*Input material*
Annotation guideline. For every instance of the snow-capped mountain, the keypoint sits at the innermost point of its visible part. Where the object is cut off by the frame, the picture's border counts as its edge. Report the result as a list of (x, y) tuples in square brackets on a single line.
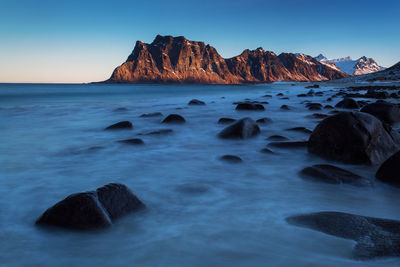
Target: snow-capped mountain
[(360, 66)]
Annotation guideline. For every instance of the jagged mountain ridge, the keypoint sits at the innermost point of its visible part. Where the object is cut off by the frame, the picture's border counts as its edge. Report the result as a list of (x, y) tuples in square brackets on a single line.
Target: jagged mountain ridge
[(177, 60), (360, 66)]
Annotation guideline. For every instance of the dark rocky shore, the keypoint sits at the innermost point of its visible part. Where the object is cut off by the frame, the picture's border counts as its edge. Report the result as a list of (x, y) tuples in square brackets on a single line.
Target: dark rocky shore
[(359, 126)]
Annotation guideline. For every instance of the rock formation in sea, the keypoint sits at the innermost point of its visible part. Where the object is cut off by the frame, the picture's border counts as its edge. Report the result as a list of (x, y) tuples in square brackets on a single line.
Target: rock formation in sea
[(171, 59)]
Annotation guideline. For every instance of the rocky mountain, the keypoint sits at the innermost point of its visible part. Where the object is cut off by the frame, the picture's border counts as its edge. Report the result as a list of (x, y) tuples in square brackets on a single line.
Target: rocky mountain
[(391, 74), (178, 60), (360, 66)]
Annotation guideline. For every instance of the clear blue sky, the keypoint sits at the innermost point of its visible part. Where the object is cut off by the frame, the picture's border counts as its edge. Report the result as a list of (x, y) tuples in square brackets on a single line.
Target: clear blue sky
[(83, 41)]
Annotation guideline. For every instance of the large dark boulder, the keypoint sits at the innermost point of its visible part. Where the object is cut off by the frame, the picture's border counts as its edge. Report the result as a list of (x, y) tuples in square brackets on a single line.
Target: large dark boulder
[(333, 175), (120, 126), (389, 171), (348, 103), (375, 237), (242, 129), (385, 111), (353, 137), (174, 118), (94, 209)]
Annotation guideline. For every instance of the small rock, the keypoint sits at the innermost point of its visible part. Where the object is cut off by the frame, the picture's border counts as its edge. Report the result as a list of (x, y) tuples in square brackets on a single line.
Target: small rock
[(153, 114), (333, 175), (158, 132), (348, 103), (133, 141), (174, 118), (277, 138), (231, 159), (294, 144), (313, 86), (226, 121), (249, 106), (196, 102), (267, 151), (389, 171), (385, 111), (300, 129), (120, 126), (264, 120), (242, 129), (285, 107)]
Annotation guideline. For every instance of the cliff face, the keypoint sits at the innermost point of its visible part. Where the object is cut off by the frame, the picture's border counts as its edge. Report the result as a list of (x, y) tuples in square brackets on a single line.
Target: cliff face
[(177, 60)]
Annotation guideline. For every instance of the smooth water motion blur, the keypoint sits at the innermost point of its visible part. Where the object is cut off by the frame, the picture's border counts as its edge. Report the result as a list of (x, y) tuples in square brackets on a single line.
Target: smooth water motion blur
[(201, 211)]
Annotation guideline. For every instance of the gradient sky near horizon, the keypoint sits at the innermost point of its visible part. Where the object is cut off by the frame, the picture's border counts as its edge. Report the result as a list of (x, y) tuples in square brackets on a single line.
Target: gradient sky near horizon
[(83, 41)]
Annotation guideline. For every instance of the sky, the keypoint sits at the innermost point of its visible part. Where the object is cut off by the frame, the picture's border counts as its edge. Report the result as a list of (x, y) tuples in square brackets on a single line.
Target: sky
[(57, 41)]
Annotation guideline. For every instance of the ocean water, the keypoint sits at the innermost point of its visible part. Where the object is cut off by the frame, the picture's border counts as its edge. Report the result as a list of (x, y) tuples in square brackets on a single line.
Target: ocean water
[(200, 211)]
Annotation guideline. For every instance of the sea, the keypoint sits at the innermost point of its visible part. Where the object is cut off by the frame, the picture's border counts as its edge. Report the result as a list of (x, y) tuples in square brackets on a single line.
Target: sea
[(200, 211)]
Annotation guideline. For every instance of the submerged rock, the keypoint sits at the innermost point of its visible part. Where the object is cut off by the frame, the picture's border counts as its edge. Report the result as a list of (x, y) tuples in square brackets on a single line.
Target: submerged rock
[(375, 237), (158, 132), (231, 159), (196, 102), (284, 107), (277, 138), (249, 106), (385, 111), (300, 129), (242, 129), (389, 171), (287, 144), (120, 126), (353, 137), (333, 175), (174, 118), (153, 114), (94, 209), (264, 120), (133, 141), (348, 103), (226, 121)]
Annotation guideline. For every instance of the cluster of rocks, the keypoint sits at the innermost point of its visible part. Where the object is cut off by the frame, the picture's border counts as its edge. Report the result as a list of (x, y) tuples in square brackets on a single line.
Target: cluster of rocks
[(361, 133)]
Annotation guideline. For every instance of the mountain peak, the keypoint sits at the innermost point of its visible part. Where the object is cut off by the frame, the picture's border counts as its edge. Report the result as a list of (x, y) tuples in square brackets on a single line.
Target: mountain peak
[(171, 59)]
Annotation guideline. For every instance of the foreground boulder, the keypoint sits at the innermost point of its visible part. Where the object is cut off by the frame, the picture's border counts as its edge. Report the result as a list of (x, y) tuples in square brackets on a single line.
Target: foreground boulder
[(94, 209), (174, 118), (353, 137), (389, 171), (242, 129), (332, 175), (375, 237), (120, 126), (385, 111)]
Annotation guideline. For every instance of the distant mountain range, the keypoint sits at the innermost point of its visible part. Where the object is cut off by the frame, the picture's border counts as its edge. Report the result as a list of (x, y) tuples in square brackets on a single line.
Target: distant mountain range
[(360, 66), (178, 60), (391, 74)]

*Required task*
Reproduce every item above with "innermost point" replaced by "topmost point" wherever it occurs, keeping all other wording unchanged. Omit the pictures.

*Full output*
Annotation guideline. For every instance of the snow-capped mountain, the keypoint sits at the topmost point of its visible part. Where the object is cut off by the frame, the picture's border counts as its edge. Report the result as a list of (x, y) tuples in square brackets on a single line.
Target: snow-capped mountain
[(360, 66)]
Annotation guideline. For every instance of the jagged mountain ridge, the keypoint sits at the topmost point of its visible part. Where the object is cut off by the frame, the picture's border counts as its edge. Report the result as a list of (x, y) tuples in square brackets on a single line.
Target: jagged mountain ridge
[(177, 60), (360, 66)]
Annotation guideline. For every instance of the dark rocky shore, the keypoint sits at the topmost point of its visible part. Where the object is cut off by the frame, the picture's border counts as its edge. Report the result as a list of (x, y) tuples in square brackets on a single line.
Target: dark rocky shore
[(359, 126)]
Annotation guideline. For every instance of the rock formation in sea, the keypoint sits at the topmost point of its visible part. Where the object is cut off by the frame, the picture's border counts as its edge. Report the result as a list of (x, y) tuples in square brackets on a single line.
Target: rock formation in sea
[(171, 59)]
Annotation guideline. For every instance of the rocky mountain, the keypoint sits at the topmost point of its visible part. Where the object is cut off by the frame, the picture's border counts as its edge. Report the result as a list of (x, y) tuples in square brackets on a single line.
Target: rocky mountain
[(391, 74), (178, 60), (360, 66)]
Annotation guideline. For every instance of the clear blue sky, the keypoint sits at the topmost point of its visible part. Where the object is cut off by the frame, the picture's border counts as its edge. Report the result as a list of (x, y) tuples in square brackets on a single line.
Target: clear blue sky
[(83, 41)]
Annotation guideline. For every instance of the large dark boulder, the keypoint sits at the topmost point of its visible part. Where the object is cut off by the frame, the picture's border counts as its edge. Report the result as a list of (x, y) tuples in square brackets on a single line.
Target: large dark boulder
[(333, 175), (120, 126), (389, 171), (348, 103), (375, 237), (242, 129), (385, 111), (353, 137), (174, 118), (94, 209)]
Annotation guideline. For every instance of the small rock, the keypoint sits at the topmost point of its visible part. Where the object is cut off by the frame, the picture's border counts as its edge. Report the result as a list of (x, y) tuples in square brackets on a single line.
Target: small rock
[(153, 114), (333, 175), (158, 132), (348, 103), (133, 141), (174, 118), (277, 138), (231, 159), (294, 144), (313, 86), (226, 121), (249, 106), (196, 102), (267, 151), (389, 171), (385, 111), (300, 129), (120, 126), (264, 120), (242, 129), (285, 107)]
Annotation guideline. For every instance of the cliff face, the keypoint sits at the topmost point of its visible part. Where the object is cut off by the frame, the picture's border counts as its edge. Report the result as a list of (x, y) tuples in square brackets on a single line.
Target: cliff face
[(177, 60)]
Annotation guideline. For every instance of the smooth water motion blur, the keypoint sits at the topmost point of its visible part. Where the object is cut off by the frame, the picture's border counts as its edge. Report the result as a list of (x, y) tuples in square brackets on a single line.
Target: smooth water motion blur
[(201, 211)]
Annotation guideline. For every instance of the gradient sky near horizon, the keypoint sits at the topmost point of its visible part. Where the object is cut off by the frame, the picture's border counts as its edge. Report the result as a list of (x, y) tuples in square brackets on a single line.
Target: gradient sky near horizon
[(83, 41)]
Annotation guideline. For every instance of the sky, the keypoint sits at the topmost point of its visible part. Where the object is cut off by the frame, the picture's border counts as its edge. Report the result as a list of (x, y) tuples in square brackets on a single line.
Target: sky
[(57, 41)]
Annotation guideline. For every instance of the ocean water, the keypoint sits at the topmost point of its visible part. Where the object is cut off by the frame, the picture's border counts as its edge. Report the result as a list of (x, y) tuples in square brackets on a single line.
Target: ocean water
[(200, 211)]
Annotation guideline. For every instance of the sea, the keypoint sits at the topmost point of its visible part. Where the object is cut off by the frame, the picture's border counts as its edge. Report the result as a list of (x, y) tuples in square brackets on a single line.
Target: sea
[(200, 211)]
Annotation guideline. For every instance of the submerged rock, the keypoint sits at the topmost point of its visible part. Where the object is cut off by the frame, the picture's border counts as its edge. Report the result as a list of (x, y) tuples in square brackets on a single line.
Target: submerged rock
[(375, 237), (158, 132), (231, 159), (196, 102), (284, 107), (277, 138), (249, 106), (385, 111), (300, 129), (242, 129), (389, 171), (287, 144), (120, 126), (353, 137), (333, 175), (174, 118), (153, 114), (94, 209), (264, 120), (133, 141), (348, 103), (226, 121)]
Annotation guideline. For every instance of the cluster of rocks, the keypoint sits at the topmost point of its visible part. Where the object is cut off by the frame, the picture's border counts as its edge. Report the result as a list of (x, y) tuples in square brackets on a single line.
Target: cluster of rocks
[(361, 133)]
Annotation guideline. For every instance of the mountain peak, the keypoint sits at the topmost point of its visible part. Where the object is cut off by the frame, the picture's border counts as its edge. Report the result as a list of (x, y) tuples in square brackets on a single line.
Target: mountain peak
[(171, 59)]
Annotation guideline. For every instance of the foreground boulder, the keypoint sits at the topmost point of its visible part. Where the object is cut off by the frame, the picture's border counts as its edge. Report the result as a list of (x, y) tuples in square brackets on a single line.
Target: foreground boulder
[(94, 209), (174, 118), (353, 137), (389, 171), (242, 129), (332, 175), (375, 237), (120, 126), (385, 111)]
Annotation guideline. For every instance of the distant mountain range, the keypoint sits at the topmost point of its visible part. Where the object is cut off by the frame, the picture's border counts as its edge. Report the result as a list of (x, y) tuples in square brackets on a single line.
Target: distant mountain range
[(360, 66), (178, 60), (391, 74)]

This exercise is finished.